What is needed | Your response should consist of the full data, set down exactly.

Provided entries |
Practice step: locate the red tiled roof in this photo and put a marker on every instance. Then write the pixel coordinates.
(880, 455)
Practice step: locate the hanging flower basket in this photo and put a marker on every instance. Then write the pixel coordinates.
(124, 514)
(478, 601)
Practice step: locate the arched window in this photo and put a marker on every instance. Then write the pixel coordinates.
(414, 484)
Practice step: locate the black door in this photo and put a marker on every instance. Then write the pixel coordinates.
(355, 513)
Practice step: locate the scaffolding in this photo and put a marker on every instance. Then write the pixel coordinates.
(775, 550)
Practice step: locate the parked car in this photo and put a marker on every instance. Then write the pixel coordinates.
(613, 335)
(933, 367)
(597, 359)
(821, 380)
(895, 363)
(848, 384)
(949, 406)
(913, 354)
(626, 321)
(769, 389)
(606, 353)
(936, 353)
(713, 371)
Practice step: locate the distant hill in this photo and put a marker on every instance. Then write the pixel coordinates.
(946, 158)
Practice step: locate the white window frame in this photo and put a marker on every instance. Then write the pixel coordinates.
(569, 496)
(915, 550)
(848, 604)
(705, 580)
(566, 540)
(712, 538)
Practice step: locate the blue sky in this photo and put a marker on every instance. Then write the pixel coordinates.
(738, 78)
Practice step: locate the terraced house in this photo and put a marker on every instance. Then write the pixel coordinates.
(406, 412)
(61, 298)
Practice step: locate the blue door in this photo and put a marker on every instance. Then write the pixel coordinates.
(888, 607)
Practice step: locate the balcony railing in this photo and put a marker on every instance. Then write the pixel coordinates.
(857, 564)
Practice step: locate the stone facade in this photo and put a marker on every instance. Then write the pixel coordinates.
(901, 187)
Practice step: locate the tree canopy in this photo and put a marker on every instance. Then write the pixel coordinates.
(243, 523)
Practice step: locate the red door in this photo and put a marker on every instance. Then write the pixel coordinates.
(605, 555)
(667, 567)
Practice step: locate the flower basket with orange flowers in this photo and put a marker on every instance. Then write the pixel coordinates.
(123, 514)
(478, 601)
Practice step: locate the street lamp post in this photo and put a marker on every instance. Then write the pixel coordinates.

Solved problem |
Practice step: locate the red tiled roof in this photo and put a marker on every instance. Then write the pixel coordinates.
(880, 455)
Practice step: locate the hanging flower basket in this photo and put a marker on every instance. Then write the pixel coordinates.
(124, 514)
(478, 601)
Practice step: locate the arched window in this photo and put a marker on every instance. Then write the pixel coordinates.
(414, 484)
Practice step: locate the black door in this photo and put a marker on every instance. Then write the pixel coordinates.
(355, 513)
Practice step: locate the scaffolding in this photo and put a marker on every instance. Then write the pixel coordinates.
(775, 550)
Practice step: locate the parked car in this photo and put a marker on every instance. Then write the pixel coordinates.
(613, 335)
(933, 367)
(597, 359)
(821, 380)
(895, 363)
(848, 384)
(949, 406)
(913, 354)
(626, 321)
(769, 389)
(606, 353)
(936, 353)
(713, 371)
Practice step: locate the distant hill in this photo and put a marker on every instance. Then write the pixel coordinates.
(946, 158)
Practice step: locate the white window frame in this photo and put a marker on every instance. Then write the pixel coordinates.
(569, 496)
(915, 550)
(848, 604)
(705, 580)
(566, 540)
(712, 538)
Practice step: locate the blue sky in this photo and put a marker on every instance. Then write the pixel coordinates.
(738, 78)
Practice step: locate the terraced house in this photo and put a marker on every instance. Then write the pixel coordinates.
(406, 412)
(61, 298)
Practice step: locate the blue door in this photo and put a marker on every instance. Then write the pixel coordinates.
(888, 607)
Practice step: locate the balcony railing in this photo and put a marker on every instance. Then write the pixel coordinates.
(857, 564)
Practice step: locate the stone facade in this photo and put a marker on every instance. Then write the pixel coordinates.
(901, 187)
Practice step: locate the tree canopy in this photo and put a marker on every instance. Then write the pixel coordinates.
(243, 523)
Practice step: locate the red door in this photo and put a marker on every instance. Then write the pixel coordinates.
(605, 555)
(667, 567)
Practice step: locate the flower basket with orange flowers in this photo and put a marker on every instance. Then write the pixel coordinates.
(123, 514)
(478, 601)
Practice step: locate the street lamp post in this photo and put a marker on every instance. Then write the pixel coordinates.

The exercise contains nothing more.